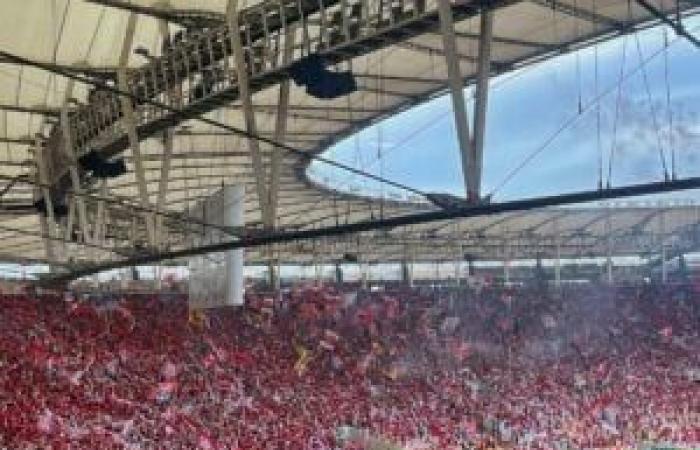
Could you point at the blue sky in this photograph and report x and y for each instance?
(527, 108)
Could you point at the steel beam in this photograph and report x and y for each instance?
(248, 111)
(480, 105)
(580, 13)
(163, 182)
(459, 107)
(677, 26)
(507, 41)
(40, 110)
(73, 169)
(129, 120)
(19, 140)
(46, 221)
(280, 129)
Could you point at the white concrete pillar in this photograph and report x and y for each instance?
(234, 204)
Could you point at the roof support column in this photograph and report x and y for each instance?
(70, 220)
(480, 105)
(46, 221)
(98, 233)
(73, 169)
(248, 112)
(608, 234)
(280, 128)
(557, 261)
(456, 85)
(662, 235)
(165, 163)
(163, 184)
(130, 125)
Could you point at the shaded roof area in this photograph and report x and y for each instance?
(397, 62)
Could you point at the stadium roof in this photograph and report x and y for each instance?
(395, 52)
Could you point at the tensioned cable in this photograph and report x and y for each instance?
(567, 123)
(467, 211)
(11, 57)
(434, 120)
(652, 108)
(618, 104)
(22, 178)
(671, 142)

★ ★ ★ ★

### WHAT THE TASK REQUIRES
Send back exactly the lines from the line with "Could you point at the steel" through the end of the records.

### SOLUTION TO THIS PROBLEM
Could you point at the steel beam in this photograph and report x and y for each instance?
(248, 111)
(480, 105)
(580, 13)
(163, 182)
(459, 107)
(677, 26)
(507, 41)
(40, 110)
(73, 169)
(129, 120)
(19, 140)
(46, 221)
(280, 129)
Could you point at the white concrete pillar in this photograph and report x and y for each instance?
(234, 204)
Could you point at the roof support column in this photograph and report x and y for each instance?
(70, 220)
(480, 105)
(46, 221)
(98, 233)
(73, 169)
(248, 112)
(608, 234)
(280, 128)
(557, 261)
(456, 85)
(662, 235)
(165, 163)
(163, 184)
(130, 125)
Could you point at the shaded roof area in this photograph and report x and y for each instance?
(397, 62)
Could you point at the stadium roof in this photograph and report x and y for each instance?
(395, 52)
Could you point at the tensioned cable in this photograph and report x and y for each instance?
(567, 123)
(467, 211)
(11, 57)
(434, 120)
(652, 108)
(618, 104)
(22, 178)
(671, 142)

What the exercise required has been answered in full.